**EXCERPT PROVIDED**
━━━━━━━━━━

There’s one more voice to turn to for someone who won’t trust Sen, Thorne or Glazer. Andrew Roberts is a very conservative historian, who has been known to keep company with George W. Bush and Dick Cheney. Roberts is as much a fan of the British Empire as Epstein is. Yet in his 1994 books Eminent Churchillians, Roberts recorded this revealing story:

During the 1943 Bengal famine, in which over a million Indians died, [Churchill] reassured the Secretary of State for India, Leo Amery, that they would nevertheless continue to breed “like rabbits.” After such an outburst in 1944, Amery was prompted to tell the Prime Minister that he “didn’t see much difference between his outlook and Hitler’s.”

 

The Bengalis who starved to death because of Churchill’s haughtiness probably did not think they were living through “one of history’s grandest adventures.” Interestingly, Amartya Sen is himself a survivor of the Bengal famine.

━━━━━━━━━━

**STATED TASK 1**
In the excerpt on Churchill and the Bengal famine, who is named as a survivor of that famine?
The excerpt has no connection to the listing that comes next.

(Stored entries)

━━━━━━━━━━

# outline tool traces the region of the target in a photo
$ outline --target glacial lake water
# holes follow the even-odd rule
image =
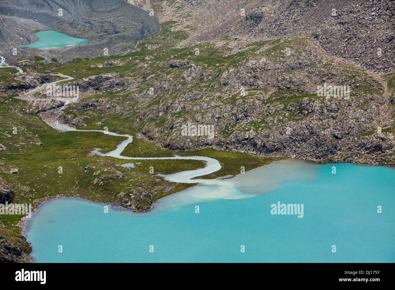
[[[32,256],[40,262],[395,262],[393,169],[288,160],[223,181],[165,197],[147,213],[49,200],[27,220]],[[303,217],[272,214],[278,202],[303,204]]]
[[[69,36],[54,30],[40,31],[34,34],[39,40],[26,45],[20,46],[41,49],[49,49],[65,46],[77,45],[90,42],[90,41]]]

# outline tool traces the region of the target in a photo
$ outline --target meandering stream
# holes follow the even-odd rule
[[[27,95],[30,94],[35,92],[38,92],[41,90],[44,89],[45,88],[48,86],[51,87],[53,85],[58,84],[61,82],[67,80],[70,80],[74,79],[72,77],[60,73],[51,73],[51,75],[57,75],[61,77],[64,78],[64,79],[58,80],[54,82],[49,82],[47,84],[41,84],[36,88],[30,90],[26,94]],[[205,156],[179,156],[177,155],[172,157],[129,157],[124,156],[121,155],[126,146],[130,143],[132,143],[133,141],[133,137],[128,135],[122,135],[117,134],[109,131],[102,130],[80,130],[76,129],[75,128],[70,127],[67,124],[62,124],[59,122],[58,120],[57,117],[62,112],[64,111],[68,105],[71,103],[74,103],[78,101],[76,98],[64,98],[58,97],[56,98],[56,99],[65,102],[64,105],[61,108],[58,108],[54,114],[51,115],[53,118],[47,118],[45,120],[46,123],[53,128],[62,131],[80,131],[82,132],[100,132],[103,134],[107,134],[114,136],[118,136],[120,137],[126,137],[127,139],[121,142],[118,144],[116,148],[108,153],[103,153],[98,150],[94,150],[92,151],[92,153],[97,155],[102,156],[109,156],[114,157],[119,159],[133,159],[133,160],[154,160],[154,159],[184,159],[184,160],[200,160],[203,161],[206,163],[206,166],[204,168],[196,169],[195,170],[187,170],[182,171],[177,173],[172,174],[163,176],[164,178],[167,180],[173,181],[175,182],[180,182],[184,183],[201,183],[206,184],[213,184],[216,183],[220,183],[223,185],[226,184],[226,182],[221,180],[206,180],[206,179],[194,179],[191,180],[192,178],[202,175],[209,174],[213,172],[215,172],[221,169],[221,166],[220,163],[218,160],[214,158]]]
[[[58,75],[66,79],[28,93],[72,79]],[[77,100],[58,99],[65,102],[58,114]],[[229,179],[192,180],[219,170],[220,164],[202,156],[124,156],[132,136],[77,129],[60,124],[56,117],[55,114],[45,122],[61,131],[96,131],[126,138],[107,153],[93,152],[100,156],[198,160],[206,166],[164,176],[171,181],[198,184],[161,198],[151,212],[142,215],[111,207],[104,213],[103,205],[79,199],[47,202],[26,220],[25,234],[35,262],[395,261],[393,169],[337,164],[333,174],[333,164],[290,159]],[[271,206],[280,202],[304,205],[303,218],[274,215]]]

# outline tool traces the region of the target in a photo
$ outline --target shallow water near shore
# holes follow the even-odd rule
[[[34,35],[38,38],[38,40],[26,45],[20,46],[41,49],[49,49],[84,44],[90,42],[89,40],[70,36],[54,30],[40,31],[34,34]]]
[[[41,262],[395,262],[392,168],[285,160],[221,181],[165,197],[147,213],[48,201],[27,220],[32,255]],[[303,204],[303,217],[271,214],[278,201]]]

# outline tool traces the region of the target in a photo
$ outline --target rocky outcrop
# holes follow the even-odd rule
[[[39,114],[43,112],[46,112],[49,110],[52,110],[63,107],[64,102],[62,101],[52,99],[43,101],[34,101],[30,102],[32,109],[36,114]]]
[[[119,80],[122,78],[122,75],[120,73],[102,73],[73,82],[72,84],[79,86],[80,90],[95,90],[102,93],[109,90],[123,88],[125,82]]]
[[[122,191],[114,202],[137,212],[148,211],[152,204],[152,199],[156,195],[154,190],[141,183],[135,185],[135,188],[129,191]]]
[[[0,222],[0,263],[26,263],[32,247],[26,238],[6,228]]]
[[[24,73],[14,77],[17,80],[4,85],[0,88],[0,91],[6,92],[8,90],[26,90],[34,88],[40,84],[53,82],[56,79],[50,74],[43,74],[38,73]]]
[[[11,202],[14,197],[14,189],[0,176],[0,204]]]
[[[84,123],[84,118],[81,116],[74,118],[72,115],[64,115],[59,119],[59,122],[62,124],[68,124],[71,126],[86,126]]]

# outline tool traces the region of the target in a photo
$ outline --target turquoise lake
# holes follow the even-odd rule
[[[147,213],[49,200],[26,219],[32,255],[40,262],[395,262],[393,169],[288,160],[224,181],[165,197]],[[279,201],[303,204],[303,217],[272,214]]]
[[[54,30],[45,30],[40,31],[34,34],[39,40],[27,45],[20,46],[41,49],[49,49],[57,47],[64,47],[65,46],[77,45],[79,44],[87,43],[90,41],[87,39],[77,38],[69,36],[68,35],[60,33]]]

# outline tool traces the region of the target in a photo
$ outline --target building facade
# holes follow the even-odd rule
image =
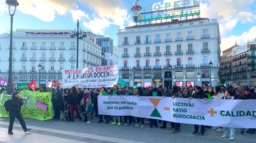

━━━━━━━━━━

**STATED TASK 2**
Gather every line of the listing that contains the string "water".

**PROBLEM SOLUTION 1**
Amartya Sen

**PROBLEM SOLUTION 2**
$ outline --target glacial lake water
$ outline --target shallow water near shore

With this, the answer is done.